[Data listing]
▬▬▬
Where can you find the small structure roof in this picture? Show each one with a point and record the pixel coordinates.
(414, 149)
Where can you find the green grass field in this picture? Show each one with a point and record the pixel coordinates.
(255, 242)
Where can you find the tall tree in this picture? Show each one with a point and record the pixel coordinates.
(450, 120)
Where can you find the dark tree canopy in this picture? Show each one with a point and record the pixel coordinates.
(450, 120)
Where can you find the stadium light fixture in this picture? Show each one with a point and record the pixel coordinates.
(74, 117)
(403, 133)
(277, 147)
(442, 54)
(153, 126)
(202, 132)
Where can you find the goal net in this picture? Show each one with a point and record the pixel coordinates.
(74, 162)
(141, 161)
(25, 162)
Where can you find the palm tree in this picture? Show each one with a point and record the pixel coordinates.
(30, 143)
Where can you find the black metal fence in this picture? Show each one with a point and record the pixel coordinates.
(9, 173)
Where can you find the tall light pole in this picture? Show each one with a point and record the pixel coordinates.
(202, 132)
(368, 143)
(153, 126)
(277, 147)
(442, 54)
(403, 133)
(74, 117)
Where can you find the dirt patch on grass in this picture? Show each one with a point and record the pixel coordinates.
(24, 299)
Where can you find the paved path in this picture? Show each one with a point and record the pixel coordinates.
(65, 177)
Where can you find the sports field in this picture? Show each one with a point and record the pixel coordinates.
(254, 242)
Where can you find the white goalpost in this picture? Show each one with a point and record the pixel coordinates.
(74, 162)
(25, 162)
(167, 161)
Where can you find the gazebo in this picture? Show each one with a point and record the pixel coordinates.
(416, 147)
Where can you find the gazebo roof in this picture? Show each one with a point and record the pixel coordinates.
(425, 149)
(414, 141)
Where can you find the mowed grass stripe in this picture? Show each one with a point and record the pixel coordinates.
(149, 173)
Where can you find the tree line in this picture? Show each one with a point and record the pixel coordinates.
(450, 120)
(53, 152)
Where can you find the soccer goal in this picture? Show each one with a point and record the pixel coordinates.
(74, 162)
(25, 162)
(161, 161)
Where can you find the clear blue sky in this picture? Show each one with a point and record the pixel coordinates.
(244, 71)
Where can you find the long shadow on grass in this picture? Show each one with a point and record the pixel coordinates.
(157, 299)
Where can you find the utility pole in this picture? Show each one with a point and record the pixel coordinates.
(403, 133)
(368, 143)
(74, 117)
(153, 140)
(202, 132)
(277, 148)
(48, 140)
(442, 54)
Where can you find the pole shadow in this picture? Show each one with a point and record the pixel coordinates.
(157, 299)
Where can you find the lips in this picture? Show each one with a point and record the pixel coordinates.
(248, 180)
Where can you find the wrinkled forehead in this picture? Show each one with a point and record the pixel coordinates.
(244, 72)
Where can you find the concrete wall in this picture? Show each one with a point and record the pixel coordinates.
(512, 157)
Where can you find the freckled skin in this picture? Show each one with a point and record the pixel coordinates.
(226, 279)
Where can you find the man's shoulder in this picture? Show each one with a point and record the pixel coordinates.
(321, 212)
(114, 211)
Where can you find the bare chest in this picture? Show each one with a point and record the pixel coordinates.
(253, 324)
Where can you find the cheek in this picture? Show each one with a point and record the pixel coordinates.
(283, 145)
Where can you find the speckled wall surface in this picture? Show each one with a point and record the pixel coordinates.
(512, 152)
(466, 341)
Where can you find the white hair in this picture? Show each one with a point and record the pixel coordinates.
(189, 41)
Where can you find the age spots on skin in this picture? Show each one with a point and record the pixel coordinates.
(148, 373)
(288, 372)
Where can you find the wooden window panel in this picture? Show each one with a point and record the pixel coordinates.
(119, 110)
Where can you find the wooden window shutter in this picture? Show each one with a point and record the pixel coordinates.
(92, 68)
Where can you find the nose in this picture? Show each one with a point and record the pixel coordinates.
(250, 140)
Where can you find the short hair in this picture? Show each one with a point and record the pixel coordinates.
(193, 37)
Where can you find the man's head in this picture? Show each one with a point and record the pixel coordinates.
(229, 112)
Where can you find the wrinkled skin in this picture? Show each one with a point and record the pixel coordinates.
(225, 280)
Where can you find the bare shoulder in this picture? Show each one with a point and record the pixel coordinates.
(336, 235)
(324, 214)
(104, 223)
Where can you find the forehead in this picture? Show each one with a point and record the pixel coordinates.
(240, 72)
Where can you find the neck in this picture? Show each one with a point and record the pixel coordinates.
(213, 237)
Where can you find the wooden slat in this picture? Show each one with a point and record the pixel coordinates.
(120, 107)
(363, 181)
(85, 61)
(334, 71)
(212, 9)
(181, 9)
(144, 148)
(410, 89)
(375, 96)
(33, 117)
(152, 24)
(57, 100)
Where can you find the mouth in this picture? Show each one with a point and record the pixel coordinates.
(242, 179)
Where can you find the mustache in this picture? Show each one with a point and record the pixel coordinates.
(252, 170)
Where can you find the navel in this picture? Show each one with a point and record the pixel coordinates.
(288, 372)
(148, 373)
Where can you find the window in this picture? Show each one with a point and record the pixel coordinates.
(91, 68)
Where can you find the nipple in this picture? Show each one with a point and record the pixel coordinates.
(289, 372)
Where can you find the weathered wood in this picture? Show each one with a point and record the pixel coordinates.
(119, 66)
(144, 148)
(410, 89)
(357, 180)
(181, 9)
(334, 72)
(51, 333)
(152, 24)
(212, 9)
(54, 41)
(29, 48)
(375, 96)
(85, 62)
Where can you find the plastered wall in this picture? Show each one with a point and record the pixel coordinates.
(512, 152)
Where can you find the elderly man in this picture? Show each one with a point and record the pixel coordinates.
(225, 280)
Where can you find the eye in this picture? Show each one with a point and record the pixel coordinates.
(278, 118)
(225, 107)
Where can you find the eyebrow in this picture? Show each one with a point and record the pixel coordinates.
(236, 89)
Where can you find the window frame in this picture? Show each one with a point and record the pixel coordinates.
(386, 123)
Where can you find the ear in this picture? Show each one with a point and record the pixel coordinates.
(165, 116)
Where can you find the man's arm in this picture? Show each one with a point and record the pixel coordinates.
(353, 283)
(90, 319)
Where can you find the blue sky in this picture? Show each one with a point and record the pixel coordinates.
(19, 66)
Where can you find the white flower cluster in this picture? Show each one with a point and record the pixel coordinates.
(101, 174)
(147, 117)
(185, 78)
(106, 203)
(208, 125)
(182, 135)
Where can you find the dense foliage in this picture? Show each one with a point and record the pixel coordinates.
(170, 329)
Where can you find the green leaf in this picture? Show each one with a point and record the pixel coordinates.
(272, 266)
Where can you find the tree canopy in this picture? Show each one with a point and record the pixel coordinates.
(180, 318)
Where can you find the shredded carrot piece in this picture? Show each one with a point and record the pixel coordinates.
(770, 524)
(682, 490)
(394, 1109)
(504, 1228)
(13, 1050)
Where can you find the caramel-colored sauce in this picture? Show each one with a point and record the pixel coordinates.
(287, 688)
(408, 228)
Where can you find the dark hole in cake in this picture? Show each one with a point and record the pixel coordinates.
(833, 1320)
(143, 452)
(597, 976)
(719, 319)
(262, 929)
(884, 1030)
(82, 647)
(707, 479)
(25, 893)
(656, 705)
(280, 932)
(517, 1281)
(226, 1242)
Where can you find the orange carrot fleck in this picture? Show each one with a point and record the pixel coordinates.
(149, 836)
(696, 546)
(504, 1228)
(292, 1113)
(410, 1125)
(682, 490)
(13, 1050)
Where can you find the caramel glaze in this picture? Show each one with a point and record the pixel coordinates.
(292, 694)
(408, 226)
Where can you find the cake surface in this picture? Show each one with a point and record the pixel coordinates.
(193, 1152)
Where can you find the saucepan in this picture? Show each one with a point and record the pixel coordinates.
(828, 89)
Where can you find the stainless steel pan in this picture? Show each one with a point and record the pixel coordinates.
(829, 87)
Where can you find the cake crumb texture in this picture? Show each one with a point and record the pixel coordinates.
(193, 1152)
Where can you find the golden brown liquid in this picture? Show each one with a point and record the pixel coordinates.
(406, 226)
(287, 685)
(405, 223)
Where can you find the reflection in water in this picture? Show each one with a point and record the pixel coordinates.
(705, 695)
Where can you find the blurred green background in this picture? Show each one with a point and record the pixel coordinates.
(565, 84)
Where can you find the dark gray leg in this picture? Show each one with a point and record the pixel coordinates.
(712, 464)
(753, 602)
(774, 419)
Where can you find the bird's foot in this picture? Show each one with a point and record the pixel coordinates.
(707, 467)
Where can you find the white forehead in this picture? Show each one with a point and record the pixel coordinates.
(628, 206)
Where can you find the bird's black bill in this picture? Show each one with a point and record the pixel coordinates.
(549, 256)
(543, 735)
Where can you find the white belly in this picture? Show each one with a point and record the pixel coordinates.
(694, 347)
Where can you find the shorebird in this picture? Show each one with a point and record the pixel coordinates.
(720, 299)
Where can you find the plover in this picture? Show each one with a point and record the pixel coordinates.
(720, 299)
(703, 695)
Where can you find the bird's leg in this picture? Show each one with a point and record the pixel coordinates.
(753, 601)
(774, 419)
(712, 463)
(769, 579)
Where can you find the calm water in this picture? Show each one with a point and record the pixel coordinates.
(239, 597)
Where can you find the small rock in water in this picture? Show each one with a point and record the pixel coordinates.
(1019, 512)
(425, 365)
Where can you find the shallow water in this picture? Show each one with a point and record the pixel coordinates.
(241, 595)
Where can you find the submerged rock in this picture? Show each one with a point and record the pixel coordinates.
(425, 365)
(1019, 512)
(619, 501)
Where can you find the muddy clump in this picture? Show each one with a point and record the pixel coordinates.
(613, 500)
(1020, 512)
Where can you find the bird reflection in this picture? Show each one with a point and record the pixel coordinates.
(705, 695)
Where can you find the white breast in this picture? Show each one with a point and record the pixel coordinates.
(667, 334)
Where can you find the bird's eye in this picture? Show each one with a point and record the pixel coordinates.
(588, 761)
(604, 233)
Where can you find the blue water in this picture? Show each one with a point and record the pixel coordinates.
▬▬▬
_EXERCISE_. Reproduce verbatim the lines of the records that begin at the line containing "Where can you find the small rock" and end after the line containing "(1020, 512)". Include both of those lines.

_EXERCISE ANSWER_.
Where can you find the small rock in water in this picture? Show each one with a point and record the pixel coordinates.
(1019, 512)
(425, 365)
Where can you find the shallow water in this picture? Show each one with a point and record the pixel coordinates.
(241, 595)
Where can you find the submerged rock in this picture? Show each one with a point and record the pixel coordinates.
(425, 365)
(1019, 512)
(619, 501)
Where can you find the muddy clump in this picture? Show each one with a point and record the pixel coordinates.
(613, 500)
(1020, 512)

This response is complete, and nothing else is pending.